Work instructions: Could you say how many lines in the records include "horse"? Please give the number by itself.

--*--

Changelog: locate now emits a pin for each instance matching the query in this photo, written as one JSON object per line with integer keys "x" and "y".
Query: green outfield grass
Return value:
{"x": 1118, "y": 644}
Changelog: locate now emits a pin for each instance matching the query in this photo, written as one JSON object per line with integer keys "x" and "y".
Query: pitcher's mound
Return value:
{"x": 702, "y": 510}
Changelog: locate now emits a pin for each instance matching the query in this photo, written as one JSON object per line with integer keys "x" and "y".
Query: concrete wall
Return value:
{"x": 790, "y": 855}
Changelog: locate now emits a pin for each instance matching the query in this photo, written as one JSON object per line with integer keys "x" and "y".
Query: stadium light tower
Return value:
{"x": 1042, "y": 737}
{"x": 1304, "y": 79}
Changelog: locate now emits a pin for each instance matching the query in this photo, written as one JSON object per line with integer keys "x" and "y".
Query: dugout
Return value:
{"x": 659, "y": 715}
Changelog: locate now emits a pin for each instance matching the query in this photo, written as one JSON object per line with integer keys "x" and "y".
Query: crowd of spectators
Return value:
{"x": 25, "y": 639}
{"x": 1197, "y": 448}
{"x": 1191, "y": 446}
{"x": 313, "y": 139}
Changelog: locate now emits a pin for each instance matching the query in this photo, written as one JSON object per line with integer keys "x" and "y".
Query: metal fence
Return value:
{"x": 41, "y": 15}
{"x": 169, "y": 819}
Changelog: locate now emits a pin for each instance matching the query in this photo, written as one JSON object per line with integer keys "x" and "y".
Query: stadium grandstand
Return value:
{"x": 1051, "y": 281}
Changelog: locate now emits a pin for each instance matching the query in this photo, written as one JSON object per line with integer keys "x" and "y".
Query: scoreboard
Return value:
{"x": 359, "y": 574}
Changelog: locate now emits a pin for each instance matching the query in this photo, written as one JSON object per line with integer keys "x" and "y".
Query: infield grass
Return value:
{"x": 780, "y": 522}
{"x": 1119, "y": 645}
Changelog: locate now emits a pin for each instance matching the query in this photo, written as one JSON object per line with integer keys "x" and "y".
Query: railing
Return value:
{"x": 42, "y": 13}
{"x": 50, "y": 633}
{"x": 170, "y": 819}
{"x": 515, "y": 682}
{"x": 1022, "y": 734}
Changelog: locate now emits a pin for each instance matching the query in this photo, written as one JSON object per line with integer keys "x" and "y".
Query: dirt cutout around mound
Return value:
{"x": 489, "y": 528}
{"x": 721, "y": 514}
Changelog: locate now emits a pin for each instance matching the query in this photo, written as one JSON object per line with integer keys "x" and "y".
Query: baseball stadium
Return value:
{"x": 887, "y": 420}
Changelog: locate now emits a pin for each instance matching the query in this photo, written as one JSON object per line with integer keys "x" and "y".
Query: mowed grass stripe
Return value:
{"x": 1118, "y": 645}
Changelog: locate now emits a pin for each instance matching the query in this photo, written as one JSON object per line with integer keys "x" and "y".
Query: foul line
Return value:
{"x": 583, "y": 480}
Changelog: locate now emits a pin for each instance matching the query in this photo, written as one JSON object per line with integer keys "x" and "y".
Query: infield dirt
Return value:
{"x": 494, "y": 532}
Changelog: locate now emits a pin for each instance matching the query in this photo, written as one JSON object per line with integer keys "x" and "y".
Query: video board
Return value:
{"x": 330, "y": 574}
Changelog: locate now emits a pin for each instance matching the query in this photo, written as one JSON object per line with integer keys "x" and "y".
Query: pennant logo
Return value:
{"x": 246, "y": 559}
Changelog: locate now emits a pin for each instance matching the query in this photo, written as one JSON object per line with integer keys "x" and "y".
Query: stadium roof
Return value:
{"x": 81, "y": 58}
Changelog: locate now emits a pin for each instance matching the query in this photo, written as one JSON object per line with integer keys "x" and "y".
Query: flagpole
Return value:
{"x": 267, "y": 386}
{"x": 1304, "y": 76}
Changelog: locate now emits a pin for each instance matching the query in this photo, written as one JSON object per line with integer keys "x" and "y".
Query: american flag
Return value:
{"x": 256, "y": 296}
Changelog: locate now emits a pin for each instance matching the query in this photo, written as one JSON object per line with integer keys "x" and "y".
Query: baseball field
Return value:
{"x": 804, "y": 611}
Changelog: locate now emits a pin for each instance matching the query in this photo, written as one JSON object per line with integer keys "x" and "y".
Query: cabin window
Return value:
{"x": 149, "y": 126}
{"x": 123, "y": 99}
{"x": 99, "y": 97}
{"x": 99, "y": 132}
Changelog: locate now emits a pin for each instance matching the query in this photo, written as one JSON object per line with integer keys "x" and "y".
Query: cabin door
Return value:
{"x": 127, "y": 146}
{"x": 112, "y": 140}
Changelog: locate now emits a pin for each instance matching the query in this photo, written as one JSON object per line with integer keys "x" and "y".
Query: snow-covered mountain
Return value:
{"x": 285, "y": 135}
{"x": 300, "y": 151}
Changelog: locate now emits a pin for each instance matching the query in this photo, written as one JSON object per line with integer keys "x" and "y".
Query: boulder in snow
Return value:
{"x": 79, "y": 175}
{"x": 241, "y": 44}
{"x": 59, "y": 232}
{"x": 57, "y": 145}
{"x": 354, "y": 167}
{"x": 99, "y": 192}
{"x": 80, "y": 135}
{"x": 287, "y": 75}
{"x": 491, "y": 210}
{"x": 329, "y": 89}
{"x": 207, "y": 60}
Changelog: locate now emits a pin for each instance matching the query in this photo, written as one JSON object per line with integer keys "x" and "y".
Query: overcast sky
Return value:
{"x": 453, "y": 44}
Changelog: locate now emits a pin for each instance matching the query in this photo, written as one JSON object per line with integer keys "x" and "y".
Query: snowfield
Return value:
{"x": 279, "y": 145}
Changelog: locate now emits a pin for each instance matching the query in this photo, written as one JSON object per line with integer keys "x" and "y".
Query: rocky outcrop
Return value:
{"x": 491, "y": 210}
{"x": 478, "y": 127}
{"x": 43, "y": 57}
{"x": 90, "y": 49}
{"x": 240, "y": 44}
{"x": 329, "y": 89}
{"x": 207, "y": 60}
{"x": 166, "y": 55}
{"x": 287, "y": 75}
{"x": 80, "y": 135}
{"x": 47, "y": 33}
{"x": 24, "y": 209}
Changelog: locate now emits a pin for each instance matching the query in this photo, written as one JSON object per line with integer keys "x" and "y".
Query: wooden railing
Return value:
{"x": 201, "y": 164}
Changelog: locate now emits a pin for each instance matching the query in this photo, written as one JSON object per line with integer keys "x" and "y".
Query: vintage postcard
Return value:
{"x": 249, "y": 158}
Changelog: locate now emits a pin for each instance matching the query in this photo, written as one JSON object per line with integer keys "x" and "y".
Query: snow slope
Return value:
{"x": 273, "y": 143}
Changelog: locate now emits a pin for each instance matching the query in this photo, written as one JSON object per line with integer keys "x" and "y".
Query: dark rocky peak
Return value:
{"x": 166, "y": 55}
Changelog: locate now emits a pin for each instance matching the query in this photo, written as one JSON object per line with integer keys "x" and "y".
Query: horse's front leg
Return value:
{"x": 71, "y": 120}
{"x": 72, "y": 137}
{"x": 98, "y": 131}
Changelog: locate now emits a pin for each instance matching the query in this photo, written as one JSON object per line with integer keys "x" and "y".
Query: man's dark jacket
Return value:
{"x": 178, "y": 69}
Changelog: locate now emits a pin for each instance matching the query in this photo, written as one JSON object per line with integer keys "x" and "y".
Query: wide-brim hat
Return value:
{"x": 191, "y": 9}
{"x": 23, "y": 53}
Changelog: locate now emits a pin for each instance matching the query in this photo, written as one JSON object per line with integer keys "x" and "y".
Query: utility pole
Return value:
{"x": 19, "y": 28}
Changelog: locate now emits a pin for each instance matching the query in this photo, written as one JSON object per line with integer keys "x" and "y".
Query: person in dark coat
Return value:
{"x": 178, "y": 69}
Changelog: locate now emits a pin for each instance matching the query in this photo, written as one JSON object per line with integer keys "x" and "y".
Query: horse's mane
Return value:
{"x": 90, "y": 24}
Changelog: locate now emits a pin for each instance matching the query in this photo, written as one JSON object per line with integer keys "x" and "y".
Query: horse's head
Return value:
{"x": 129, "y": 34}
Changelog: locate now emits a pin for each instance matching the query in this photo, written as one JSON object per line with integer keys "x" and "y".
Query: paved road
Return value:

--*--

Reply to the task: 3